• INSTRUÇÕES DO EXERCÍCIO:
Devolva na íntegra o texto sobre bufões e sátiros, reproduzindo cada palavra e cada sinal sem alteração alguma.

• TEXTO FORNECIDO:
⟨

Bufões e Sátiros – rastros oníricos dos rituais dramáticos mitológicos
Por Thiago Araújo
Atividade teórico-prática de adaptação e recriação de técnicas corporais histriônicas a partir do cruzamento de imagens da mitologia pré-cristã e da alta idade média( François Rabelais) às descrições e estudos do período pré-colonial (1500-1530) onde se dão os primeiros exercícios de domínio e fusão das imagens oníricas indígenas as significações católicas impostas a este imaginário cosmogonico, principalmente quando se trata da censura aos fenômenos de possessão ( sonhar acordado). A proposta é reconstruir traços e arquétipos do teatro cômico burlesco enquanto ritual dramático a partir do estudo de situações relacionadas ao processo de degredo das concepções cosmogonicas indígenas, principalmente no que se refere a interferência corporal recriada neste processo, enfocando aspectos de inversão, resistência e transgressão observados nesta transição do significado dos sonhos, enquanto estratégia de colonização do corpo e do inconsciente .

⟩

• DADOS FORNECIDOS:
⟨

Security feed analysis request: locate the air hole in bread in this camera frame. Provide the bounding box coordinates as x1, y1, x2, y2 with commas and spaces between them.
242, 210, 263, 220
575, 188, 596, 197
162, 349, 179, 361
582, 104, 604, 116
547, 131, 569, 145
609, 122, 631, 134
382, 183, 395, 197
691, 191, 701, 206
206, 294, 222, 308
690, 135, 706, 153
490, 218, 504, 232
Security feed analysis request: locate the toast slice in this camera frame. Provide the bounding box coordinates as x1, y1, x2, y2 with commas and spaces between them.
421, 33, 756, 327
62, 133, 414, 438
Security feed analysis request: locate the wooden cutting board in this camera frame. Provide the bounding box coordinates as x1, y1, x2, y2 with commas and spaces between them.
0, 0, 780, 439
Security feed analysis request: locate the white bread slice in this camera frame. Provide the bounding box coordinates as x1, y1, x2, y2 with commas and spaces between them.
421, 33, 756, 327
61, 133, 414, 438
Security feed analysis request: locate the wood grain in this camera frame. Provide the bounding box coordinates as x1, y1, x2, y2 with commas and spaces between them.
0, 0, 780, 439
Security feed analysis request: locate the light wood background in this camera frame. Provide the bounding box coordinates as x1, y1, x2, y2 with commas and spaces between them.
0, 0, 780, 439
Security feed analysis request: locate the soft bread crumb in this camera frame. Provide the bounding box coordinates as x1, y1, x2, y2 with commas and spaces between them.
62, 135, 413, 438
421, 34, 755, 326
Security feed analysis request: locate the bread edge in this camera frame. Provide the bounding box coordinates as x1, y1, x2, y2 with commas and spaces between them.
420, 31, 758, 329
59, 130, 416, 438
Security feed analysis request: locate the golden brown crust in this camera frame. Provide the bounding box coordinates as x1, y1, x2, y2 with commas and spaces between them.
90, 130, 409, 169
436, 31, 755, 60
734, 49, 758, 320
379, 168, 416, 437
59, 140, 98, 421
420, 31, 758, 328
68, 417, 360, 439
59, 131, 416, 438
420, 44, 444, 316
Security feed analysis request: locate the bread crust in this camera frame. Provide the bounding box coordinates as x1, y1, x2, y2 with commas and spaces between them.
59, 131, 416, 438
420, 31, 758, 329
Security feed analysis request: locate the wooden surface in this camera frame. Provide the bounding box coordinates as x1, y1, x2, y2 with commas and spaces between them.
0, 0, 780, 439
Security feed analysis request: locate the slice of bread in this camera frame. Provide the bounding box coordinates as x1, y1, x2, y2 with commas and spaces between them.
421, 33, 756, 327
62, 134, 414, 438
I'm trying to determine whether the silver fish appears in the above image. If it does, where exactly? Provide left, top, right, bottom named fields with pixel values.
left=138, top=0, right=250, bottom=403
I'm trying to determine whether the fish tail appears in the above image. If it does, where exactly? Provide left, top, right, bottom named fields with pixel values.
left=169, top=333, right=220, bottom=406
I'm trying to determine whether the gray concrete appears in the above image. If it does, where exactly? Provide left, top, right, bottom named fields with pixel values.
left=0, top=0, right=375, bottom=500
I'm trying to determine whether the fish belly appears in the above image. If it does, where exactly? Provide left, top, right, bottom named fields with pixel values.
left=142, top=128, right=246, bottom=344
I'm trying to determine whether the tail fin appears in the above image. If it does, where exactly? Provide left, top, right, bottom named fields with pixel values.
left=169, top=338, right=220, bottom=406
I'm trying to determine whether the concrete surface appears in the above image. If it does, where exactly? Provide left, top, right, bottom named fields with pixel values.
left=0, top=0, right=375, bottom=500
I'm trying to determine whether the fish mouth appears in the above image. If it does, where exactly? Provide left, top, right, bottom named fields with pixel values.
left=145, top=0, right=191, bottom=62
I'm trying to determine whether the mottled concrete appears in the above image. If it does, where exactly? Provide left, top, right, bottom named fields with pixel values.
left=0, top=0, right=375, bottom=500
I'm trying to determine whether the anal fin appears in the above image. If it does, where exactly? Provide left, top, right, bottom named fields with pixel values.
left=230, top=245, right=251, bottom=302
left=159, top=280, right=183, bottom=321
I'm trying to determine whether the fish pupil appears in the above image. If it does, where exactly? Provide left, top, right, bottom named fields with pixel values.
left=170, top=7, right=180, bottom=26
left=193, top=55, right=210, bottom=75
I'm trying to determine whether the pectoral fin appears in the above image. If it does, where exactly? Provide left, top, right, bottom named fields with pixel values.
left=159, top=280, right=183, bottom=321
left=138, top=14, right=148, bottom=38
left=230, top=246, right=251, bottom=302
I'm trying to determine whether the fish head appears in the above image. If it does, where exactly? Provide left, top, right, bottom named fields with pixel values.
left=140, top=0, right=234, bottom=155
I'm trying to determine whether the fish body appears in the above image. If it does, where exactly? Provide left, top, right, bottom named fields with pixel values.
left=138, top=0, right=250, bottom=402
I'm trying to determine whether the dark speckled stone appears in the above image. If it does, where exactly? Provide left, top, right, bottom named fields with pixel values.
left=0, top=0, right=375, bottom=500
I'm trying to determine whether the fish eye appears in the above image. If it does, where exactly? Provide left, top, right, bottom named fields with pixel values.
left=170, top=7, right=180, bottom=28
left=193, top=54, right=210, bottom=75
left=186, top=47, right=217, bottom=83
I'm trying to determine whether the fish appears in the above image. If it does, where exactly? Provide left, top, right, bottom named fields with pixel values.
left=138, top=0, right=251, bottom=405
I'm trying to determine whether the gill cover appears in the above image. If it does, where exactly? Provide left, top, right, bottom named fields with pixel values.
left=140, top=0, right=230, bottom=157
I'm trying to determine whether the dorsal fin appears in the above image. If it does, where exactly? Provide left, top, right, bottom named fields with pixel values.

⟩

• SOLUÇÃO ABAIXO:
Bufões e Sátiros – rastros oníricos dos rituais dramáticos mitológicos
Por Thiago Araújo
Atividade teórico-prática de adaptação e recriação de técnicas corporais histriônicas a partir do cruzamento de imagens da mitologia pré-cristã e da alta idade média( François Rabelais) às descrições e estudos do período pré-colonial (1500-1530) onde se dão os primeiros exercícios de domínio e fusão das imagens oníricas indígenas as significações católicas impostas a este imaginário cosmogonico, principalmente quando se trata da censura aos fenômenos de possessão ( sonhar acordado). A proposta é reconstruir traços e arquétipos do teatro cômico burlesco enquanto ritual dramático a partir do estudo de situações relacionadas ao processo de degredo das concepções cosmogonicas indígenas, principalmente no que se refere a interferência corporal recriada neste processo, enfocando aspectos de inversão, resistência e transgressão observados nesta transição do significado dos sonhos, enquanto estratégia de colonização do corpo e do inconsciente .